## [What to work on]
What is needed is a word-for-word copy of the records below.
─── Data
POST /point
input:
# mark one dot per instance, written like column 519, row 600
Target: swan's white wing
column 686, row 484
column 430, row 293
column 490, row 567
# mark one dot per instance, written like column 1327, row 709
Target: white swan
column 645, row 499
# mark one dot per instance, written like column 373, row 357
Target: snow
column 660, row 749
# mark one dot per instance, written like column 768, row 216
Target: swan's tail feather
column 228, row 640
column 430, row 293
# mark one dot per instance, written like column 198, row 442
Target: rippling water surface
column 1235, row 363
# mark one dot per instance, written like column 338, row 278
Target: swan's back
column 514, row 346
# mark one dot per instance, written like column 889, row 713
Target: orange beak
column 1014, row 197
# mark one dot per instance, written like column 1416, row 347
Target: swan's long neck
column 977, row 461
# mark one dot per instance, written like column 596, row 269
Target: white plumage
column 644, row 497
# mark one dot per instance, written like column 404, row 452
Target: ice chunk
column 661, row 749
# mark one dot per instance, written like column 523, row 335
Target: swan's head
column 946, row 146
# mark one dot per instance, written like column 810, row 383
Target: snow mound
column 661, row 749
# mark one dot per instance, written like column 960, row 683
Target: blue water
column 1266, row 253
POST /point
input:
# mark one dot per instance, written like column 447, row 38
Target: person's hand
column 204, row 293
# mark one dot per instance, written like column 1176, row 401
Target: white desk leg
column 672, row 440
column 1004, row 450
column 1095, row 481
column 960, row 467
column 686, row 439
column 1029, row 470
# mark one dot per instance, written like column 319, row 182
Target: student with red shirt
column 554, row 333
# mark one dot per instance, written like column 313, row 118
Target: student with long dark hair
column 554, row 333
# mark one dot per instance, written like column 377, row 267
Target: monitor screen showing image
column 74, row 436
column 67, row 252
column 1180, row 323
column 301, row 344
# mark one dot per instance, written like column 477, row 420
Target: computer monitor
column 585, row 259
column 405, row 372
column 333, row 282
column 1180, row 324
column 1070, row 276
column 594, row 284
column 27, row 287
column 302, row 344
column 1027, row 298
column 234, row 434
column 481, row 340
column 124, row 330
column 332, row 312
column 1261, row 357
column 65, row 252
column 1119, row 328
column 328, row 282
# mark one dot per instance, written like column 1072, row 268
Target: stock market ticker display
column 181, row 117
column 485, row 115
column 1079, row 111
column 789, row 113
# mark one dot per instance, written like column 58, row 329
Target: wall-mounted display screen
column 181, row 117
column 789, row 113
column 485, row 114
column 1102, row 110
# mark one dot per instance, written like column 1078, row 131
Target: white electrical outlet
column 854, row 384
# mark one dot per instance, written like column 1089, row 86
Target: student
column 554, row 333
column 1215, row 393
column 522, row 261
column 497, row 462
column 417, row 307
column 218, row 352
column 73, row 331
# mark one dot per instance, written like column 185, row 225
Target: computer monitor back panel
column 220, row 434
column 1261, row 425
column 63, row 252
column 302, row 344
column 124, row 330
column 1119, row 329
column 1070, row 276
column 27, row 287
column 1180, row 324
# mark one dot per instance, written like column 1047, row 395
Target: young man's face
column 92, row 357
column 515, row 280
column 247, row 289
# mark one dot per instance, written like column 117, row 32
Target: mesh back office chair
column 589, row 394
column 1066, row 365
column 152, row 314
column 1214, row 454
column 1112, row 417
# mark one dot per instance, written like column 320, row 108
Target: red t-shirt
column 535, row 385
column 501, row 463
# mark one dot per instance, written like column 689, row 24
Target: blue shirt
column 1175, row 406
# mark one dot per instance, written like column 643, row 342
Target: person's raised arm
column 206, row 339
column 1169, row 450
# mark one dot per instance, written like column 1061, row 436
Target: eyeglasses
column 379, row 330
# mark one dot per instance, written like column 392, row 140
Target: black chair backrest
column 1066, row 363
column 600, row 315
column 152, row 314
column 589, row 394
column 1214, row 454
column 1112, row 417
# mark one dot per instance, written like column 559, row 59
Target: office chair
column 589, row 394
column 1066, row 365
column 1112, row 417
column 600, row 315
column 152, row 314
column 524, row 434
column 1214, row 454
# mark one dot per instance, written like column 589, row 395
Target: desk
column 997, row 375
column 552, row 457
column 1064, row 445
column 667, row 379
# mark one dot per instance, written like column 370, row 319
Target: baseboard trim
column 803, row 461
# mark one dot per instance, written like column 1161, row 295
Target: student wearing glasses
──────
## [Exercise output]
POST /point
input:
# mark one dot per instance, written like column 519, row 600
Target: swan's white wing
column 686, row 484
column 430, row 293
column 490, row 567
# mark one dot per instance, written like column 1327, row 709
Target: white swan
column 645, row 499
# mark one dot per instance, written like column 373, row 357
Target: snow
column 660, row 749
# mark one dot per instance, written like column 768, row 216
Target: swan's tail feather
column 228, row 640
column 430, row 293
# mark one dot per instance, written like column 198, row 442
Target: rippling water surface
column 1235, row 363
# mark one dot per instance, written like column 338, row 278
Target: swan's back
column 514, row 346
# mark one dot per instance, written like column 889, row 713
Target: orange beak
column 1014, row 197
# mark one dot per instance, written like column 1416, row 347
Target: swan's long neck
column 977, row 461
# mark one dot per instance, written like column 596, row 269
Target: white plumage
column 644, row 497
# mark one dot per instance, written like column 404, row 452
Target: ice chunk
column 661, row 749
# mark one dot per instance, written like column 523, row 335
Target: swan's head
column 946, row 146
# mark one dot per instance, written like column 810, row 383
Target: snow mound
column 661, row 749
# mark one dot per instance, written like column 960, row 683
Target: blue water
column 1266, row 253
POST /point
input:
# mark one dot per instance, written like column 447, row 38
Target: person's hand
column 204, row 293
# mark one dot per instance, written like column 1176, row 401
Target: white desk leg
column 672, row 440
column 1004, row 450
column 1095, row 481
column 960, row 467
column 686, row 439
column 1029, row 470
# mark one dot per instance, written like column 319, row 182
Target: student with red shirt
column 554, row 333
# mark one dot per instance, written like column 313, row 118
Target: student with long dark hair
column 554, row 333
# mark one dot per instance, written like column 377, row 267
Target: monitor screen showing image
column 74, row 436
column 67, row 252
column 1180, row 323
column 301, row 344
# mark one dot per instance, written like column 477, row 420
Target: computer monitor
column 585, row 259
column 405, row 372
column 333, row 282
column 1180, row 324
column 1070, row 276
column 594, row 284
column 27, row 287
column 302, row 344
column 1027, row 298
column 234, row 434
column 481, row 340
column 124, row 330
column 332, row 312
column 1261, row 357
column 65, row 252
column 1119, row 328
column 328, row 282
# mark one dot per instance, written like column 1072, row 268
Target: stock market ticker display
column 181, row 117
column 485, row 115
column 1079, row 111
column 789, row 113
# mark one dot per instance, written like column 58, row 329
Target: wall-mounted display screen
column 181, row 117
column 789, row 113
column 485, row 114
column 1102, row 110
# mark one dot per instance, written like column 1078, row 131
Target: white electrical outlet
column 854, row 384
# mark one dot per instance, written like column 1089, row 86
Target: student
column 554, row 333
column 1215, row 393
column 522, row 261
column 497, row 462
column 417, row 307
column 218, row 352
column 73, row 331
# mark one dot per instance, written like column 185, row 225
Target: computer monitor back panel
column 220, row 434
column 1261, row 425
column 63, row 252
column 302, row 344
column 124, row 330
column 1119, row 329
column 1070, row 276
column 27, row 287
column 1180, row 324
# mark one dot per instance, written like column 1047, row 395
Target: young man's face
column 92, row 357
column 515, row 280
column 247, row 289
# mark one dot per instance, written like column 117, row 32
Target: mesh back office chair
column 589, row 394
column 1066, row 365
column 152, row 314
column 1214, row 454
column 1112, row 417
# mark one dot per instance, written like column 320, row 108
Target: red t-shirt
column 535, row 385
column 501, row 463
# mark one dot per instance, written like column 689, row 24
Target: blue shirt
column 1175, row 406
# mark one dot per instance, written like column 643, row 342
Target: person's raised arm
column 206, row 339
column 1169, row 450
# mark one dot per instance, written like column 1061, row 436
Target: eyeglasses
column 379, row 330
# mark one dot per instance, written like column 392, row 140
Target: black chair backrest
column 1066, row 363
column 600, row 315
column 152, row 314
column 589, row 394
column 1214, row 454
column 1112, row 417
# mark one dot per instance, written like column 559, row 59
Target: office chair
column 589, row 394
column 1066, row 365
column 1112, row 417
column 600, row 315
column 152, row 314
column 524, row 434
column 1214, row 454
# mark one dot per instance, written like column 589, row 395
Target: desk
column 997, row 375
column 552, row 457
column 1064, row 445
column 667, row 379
# mark one dot per instance, written like column 370, row 319
Target: baseboard trim
column 803, row 461
# mark one dot per instance, written like column 1161, row 295
Target: student wearing glasses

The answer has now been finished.